Tâches à réaliser
[1] Répondez aux questions suivantes d'après l'article sur l'ONT :
(a) Quel est le numéro du rapport de la Cour des Comptes dont il est question ?
(b) Quel satellite est cité comme exemple de mauvaise gestion du parc satellitaire ?
(c) Quelle période le texte précise-t-il pour le nombre de coupures de ce satellite ?
[2] Transcrivez tout le passage de l'article sur l'ONT, depuis « La publication du » jusqu'à « de Télédiffusion (ONT). » inclus, sans rien y changer.

Extrait de la page
La publication du 30ème rapport de la Cour des Compte a été l’un des évènements majeurs de la semaine précédente. En effet, ce rapport, édité par l’institution gouvernementale responsable du contrôle des dépenses publiques, a mis à nu des dépenses conséquentes, voire même inexpliquées, dans les établissements publics traités. Nous avons choisi de consacrer cet article pour l’Office National de Télédiffusion (ONT).
Les principales remarques tirées par ce rapport sont traitées selon des axes : La diffusion numérique et terrestre, la relation de l’ONT avec ses clients, l’investissement et maintenance et enfin, la gestion des stocks. Dans chacun de ces axes évoqués, des défaillances ont été constatés. A titre d’exemple, la Cour des Comptes note l’incapacité de l’ONT à gérer convenablement le parc satellitaire qu’il loue annuellement, en particulier le satellite Arabsat Badr 4, où le nombre de coupures a dépassé les 43 rien que dans la période de 2013 – 2015.

Extrait des données
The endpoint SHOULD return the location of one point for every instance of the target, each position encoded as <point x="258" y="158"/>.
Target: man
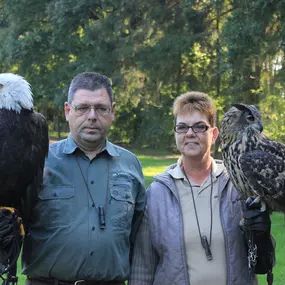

Réponses attendues
[1]
(a) Le 30ème rapport.
(b) Le satellite Arabsat Badr 4.
(c) La période de 2013 à 2015.

[2]
La publication du 30ème rapport de la Cour des Compte a été l’un des évènements majeurs de la semaine précédente. En effet, ce rapport, édité par l’institution gouvernementale responsable du contrôle des dépenses publiques, a mis à nu des dépenses conséquentes, voire même inexpliquées, dans les établissements publics traités. Nous avons choisi de consacrer cet article pour l’Office National de Télédiffusion (ONT).